Written instruction - Please print every line from the one containing "scaffold tower in the photo above." through the last line of the records below, exactly as written and nothing more.

[start of Input records]

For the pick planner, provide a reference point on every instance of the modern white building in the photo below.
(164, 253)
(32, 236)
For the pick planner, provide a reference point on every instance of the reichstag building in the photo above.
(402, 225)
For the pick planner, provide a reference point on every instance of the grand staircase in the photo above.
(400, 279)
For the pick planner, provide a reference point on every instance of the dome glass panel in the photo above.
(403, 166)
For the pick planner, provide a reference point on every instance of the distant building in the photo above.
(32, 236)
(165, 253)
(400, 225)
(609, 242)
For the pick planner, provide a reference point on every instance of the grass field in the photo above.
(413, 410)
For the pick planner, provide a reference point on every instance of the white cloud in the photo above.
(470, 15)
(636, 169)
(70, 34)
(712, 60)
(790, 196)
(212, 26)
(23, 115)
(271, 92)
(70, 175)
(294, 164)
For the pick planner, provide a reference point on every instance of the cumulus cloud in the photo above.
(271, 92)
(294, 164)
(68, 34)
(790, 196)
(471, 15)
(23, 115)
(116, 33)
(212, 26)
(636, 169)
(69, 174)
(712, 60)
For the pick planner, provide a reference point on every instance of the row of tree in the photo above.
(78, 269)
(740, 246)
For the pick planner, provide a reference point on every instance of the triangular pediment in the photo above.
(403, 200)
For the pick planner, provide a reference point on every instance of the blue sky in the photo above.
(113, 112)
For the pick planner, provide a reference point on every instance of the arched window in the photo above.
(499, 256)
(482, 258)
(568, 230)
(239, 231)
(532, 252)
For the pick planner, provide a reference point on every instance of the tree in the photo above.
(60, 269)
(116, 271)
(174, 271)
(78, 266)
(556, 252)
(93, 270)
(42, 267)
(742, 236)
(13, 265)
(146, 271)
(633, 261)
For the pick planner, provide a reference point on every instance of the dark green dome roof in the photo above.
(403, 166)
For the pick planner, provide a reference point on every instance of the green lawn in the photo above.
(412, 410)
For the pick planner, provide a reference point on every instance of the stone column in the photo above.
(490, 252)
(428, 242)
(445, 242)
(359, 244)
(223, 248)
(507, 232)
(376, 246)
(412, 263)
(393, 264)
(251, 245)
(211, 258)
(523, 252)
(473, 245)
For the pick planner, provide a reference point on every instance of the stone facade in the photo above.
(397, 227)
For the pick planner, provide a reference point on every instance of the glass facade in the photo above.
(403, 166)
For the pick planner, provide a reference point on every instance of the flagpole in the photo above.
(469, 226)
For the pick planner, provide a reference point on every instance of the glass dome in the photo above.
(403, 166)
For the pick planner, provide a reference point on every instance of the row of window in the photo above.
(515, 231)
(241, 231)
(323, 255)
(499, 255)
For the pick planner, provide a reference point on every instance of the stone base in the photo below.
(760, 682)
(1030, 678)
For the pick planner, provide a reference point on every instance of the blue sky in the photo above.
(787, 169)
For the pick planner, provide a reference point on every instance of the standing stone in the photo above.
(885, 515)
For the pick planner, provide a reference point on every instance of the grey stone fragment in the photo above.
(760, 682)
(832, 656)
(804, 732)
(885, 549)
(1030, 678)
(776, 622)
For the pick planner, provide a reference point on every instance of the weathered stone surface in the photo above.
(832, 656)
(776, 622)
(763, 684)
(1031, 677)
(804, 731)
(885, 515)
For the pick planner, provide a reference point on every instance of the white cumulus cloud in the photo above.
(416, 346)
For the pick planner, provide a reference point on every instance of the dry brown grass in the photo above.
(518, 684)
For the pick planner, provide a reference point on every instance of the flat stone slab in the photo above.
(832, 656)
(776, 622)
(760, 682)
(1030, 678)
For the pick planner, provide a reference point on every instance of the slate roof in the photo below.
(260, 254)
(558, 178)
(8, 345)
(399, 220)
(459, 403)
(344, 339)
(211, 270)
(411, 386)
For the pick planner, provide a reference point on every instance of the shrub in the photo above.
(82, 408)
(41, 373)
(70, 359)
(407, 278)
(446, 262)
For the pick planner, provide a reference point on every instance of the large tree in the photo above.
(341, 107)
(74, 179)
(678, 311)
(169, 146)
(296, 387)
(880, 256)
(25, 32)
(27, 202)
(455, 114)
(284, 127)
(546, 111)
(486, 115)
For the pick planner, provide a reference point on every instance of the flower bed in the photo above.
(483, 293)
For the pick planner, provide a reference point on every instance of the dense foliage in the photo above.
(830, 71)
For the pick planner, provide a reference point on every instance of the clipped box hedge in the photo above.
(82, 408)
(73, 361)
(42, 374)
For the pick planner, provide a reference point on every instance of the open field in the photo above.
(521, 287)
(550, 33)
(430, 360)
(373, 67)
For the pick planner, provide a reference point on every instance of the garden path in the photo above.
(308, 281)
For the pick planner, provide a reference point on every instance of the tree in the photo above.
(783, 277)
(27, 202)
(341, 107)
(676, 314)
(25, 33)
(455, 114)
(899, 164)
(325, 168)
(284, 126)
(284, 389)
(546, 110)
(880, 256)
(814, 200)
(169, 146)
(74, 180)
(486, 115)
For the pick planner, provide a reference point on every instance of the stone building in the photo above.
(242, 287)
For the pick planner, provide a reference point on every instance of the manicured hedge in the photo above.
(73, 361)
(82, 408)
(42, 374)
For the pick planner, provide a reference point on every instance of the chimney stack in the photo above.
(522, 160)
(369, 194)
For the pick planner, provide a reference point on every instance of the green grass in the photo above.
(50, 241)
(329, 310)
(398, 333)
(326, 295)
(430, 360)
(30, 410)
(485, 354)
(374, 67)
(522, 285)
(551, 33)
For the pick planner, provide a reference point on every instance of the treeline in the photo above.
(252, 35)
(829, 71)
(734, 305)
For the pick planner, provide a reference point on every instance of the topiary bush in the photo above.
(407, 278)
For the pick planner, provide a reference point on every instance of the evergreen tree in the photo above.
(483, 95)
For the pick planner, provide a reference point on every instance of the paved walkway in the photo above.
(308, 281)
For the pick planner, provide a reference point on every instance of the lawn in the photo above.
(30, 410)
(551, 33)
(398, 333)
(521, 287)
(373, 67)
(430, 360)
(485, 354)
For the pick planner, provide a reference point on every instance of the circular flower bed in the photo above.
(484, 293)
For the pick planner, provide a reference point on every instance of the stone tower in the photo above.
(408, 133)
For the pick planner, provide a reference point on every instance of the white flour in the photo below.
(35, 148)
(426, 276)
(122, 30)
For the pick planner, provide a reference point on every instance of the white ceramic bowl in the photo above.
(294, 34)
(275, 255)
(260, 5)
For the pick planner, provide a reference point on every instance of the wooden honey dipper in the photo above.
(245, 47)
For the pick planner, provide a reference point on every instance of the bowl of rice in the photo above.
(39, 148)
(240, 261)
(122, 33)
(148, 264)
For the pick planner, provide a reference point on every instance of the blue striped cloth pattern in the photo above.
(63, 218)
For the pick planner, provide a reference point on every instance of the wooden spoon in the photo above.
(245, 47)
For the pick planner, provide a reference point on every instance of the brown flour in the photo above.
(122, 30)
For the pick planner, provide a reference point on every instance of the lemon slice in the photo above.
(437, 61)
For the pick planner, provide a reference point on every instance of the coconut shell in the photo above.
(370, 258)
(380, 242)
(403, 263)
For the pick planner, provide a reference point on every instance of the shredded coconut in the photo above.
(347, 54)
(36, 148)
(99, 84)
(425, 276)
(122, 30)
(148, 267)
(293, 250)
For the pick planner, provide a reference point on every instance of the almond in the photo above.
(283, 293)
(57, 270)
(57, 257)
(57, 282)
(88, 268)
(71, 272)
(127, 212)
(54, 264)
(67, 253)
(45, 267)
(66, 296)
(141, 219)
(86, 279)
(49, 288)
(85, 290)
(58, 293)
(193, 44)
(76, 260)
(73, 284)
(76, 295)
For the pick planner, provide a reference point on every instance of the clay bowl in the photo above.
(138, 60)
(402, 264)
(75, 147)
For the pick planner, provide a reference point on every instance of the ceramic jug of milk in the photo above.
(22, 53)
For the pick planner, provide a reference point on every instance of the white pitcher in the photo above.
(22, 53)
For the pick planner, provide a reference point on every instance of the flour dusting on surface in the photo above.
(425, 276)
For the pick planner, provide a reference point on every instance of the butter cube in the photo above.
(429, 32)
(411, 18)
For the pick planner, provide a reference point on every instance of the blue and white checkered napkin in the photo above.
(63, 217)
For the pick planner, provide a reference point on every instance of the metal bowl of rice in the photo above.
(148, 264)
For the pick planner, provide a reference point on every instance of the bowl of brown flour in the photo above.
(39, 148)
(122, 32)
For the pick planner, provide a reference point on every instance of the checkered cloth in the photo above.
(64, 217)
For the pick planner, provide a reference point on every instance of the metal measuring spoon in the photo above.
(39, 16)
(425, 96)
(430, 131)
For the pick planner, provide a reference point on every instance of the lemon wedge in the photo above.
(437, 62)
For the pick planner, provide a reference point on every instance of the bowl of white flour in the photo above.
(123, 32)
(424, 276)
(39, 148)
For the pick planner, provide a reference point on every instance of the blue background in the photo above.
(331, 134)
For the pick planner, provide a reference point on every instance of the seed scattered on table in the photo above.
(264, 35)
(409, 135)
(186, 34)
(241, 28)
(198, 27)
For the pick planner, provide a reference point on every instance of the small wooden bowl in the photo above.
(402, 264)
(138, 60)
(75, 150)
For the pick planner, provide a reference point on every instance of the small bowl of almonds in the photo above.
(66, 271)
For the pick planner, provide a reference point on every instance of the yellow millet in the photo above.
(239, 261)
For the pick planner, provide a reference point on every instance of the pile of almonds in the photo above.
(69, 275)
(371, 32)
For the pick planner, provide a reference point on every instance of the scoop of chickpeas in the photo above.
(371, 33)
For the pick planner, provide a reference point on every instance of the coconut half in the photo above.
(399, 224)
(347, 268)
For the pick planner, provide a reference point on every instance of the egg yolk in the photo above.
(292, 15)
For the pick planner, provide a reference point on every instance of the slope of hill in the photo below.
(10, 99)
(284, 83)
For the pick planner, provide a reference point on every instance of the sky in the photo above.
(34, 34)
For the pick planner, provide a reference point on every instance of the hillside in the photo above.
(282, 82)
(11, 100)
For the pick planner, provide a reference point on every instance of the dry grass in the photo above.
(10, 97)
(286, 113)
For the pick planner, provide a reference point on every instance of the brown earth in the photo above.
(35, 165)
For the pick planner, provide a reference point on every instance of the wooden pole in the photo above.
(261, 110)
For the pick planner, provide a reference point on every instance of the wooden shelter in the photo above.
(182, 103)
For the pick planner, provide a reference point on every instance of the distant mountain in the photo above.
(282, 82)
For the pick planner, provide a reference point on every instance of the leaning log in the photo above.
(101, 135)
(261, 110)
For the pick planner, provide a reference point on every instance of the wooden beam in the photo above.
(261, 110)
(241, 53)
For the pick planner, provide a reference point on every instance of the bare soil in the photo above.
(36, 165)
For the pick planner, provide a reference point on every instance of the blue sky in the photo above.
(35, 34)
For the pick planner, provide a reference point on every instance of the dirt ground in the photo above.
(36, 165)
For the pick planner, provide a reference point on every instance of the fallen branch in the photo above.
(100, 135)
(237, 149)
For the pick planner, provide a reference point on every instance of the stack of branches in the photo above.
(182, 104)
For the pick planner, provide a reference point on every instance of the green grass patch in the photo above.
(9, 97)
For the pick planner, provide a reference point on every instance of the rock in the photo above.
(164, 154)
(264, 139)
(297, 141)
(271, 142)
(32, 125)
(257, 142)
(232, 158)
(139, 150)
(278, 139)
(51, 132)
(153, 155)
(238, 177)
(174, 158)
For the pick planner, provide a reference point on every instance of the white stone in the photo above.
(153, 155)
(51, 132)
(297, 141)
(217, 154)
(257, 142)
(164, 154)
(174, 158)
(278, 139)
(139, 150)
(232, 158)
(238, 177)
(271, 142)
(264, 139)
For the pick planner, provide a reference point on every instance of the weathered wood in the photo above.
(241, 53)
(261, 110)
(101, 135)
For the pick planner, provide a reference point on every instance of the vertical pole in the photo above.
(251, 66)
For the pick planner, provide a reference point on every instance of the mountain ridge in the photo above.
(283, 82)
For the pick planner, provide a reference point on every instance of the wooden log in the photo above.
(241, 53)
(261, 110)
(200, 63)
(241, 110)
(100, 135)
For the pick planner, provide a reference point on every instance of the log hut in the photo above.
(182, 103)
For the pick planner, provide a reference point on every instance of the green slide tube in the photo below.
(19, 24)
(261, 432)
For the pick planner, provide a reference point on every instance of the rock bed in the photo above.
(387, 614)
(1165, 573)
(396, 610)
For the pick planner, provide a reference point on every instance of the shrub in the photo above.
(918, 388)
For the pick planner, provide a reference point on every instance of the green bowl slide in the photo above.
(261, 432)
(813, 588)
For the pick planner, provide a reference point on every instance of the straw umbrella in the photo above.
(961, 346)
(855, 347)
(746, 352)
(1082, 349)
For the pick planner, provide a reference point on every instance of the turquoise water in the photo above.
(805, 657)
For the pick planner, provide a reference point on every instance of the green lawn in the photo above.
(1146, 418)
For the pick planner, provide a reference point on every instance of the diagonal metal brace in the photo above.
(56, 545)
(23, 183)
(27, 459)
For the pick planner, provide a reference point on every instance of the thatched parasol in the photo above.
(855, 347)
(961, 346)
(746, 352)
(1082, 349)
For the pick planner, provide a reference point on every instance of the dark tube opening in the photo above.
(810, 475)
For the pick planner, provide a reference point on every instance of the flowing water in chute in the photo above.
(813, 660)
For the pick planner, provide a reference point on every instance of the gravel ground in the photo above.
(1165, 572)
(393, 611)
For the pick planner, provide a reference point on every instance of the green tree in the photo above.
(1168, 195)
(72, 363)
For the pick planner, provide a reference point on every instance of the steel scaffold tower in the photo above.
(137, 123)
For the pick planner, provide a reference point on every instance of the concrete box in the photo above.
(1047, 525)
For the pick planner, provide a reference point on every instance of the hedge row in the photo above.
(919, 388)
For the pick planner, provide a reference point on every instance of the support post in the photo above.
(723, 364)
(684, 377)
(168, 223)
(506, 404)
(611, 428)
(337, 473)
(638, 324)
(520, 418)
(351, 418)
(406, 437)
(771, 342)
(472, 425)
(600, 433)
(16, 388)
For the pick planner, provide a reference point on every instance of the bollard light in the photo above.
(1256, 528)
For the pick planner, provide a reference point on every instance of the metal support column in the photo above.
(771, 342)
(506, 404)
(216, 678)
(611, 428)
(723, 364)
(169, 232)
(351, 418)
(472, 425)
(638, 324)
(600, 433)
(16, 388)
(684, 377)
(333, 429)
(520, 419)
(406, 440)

[end of Input records]

Solution to this exercise -
For the pick planner, provide a reference point on every instance of the steel scaffold tower in the photo above.
(137, 123)
For the pick planner, provide a reference point on every instance of the concrete box in the photo above.
(1047, 525)
For the pick planner, provide a reference point on every instance of the hedge row in the photo above.
(919, 388)
For the pick planner, provide a reference point on every instance of the support post in the photo above.
(723, 364)
(684, 377)
(168, 223)
(506, 404)
(611, 428)
(337, 473)
(638, 324)
(520, 418)
(351, 418)
(406, 437)
(771, 342)
(472, 425)
(600, 433)
(16, 388)
For the pick planner, provide a reference point on every instance of the bollard light in the photo above.
(1256, 528)
For the pick planner, provide a reference point on every instance of the metal support column in the photo above.
(771, 342)
(506, 404)
(216, 678)
(611, 428)
(723, 364)
(169, 232)
(351, 418)
(472, 425)
(638, 324)
(600, 433)
(16, 388)
(684, 377)
(333, 429)
(520, 419)
(406, 440)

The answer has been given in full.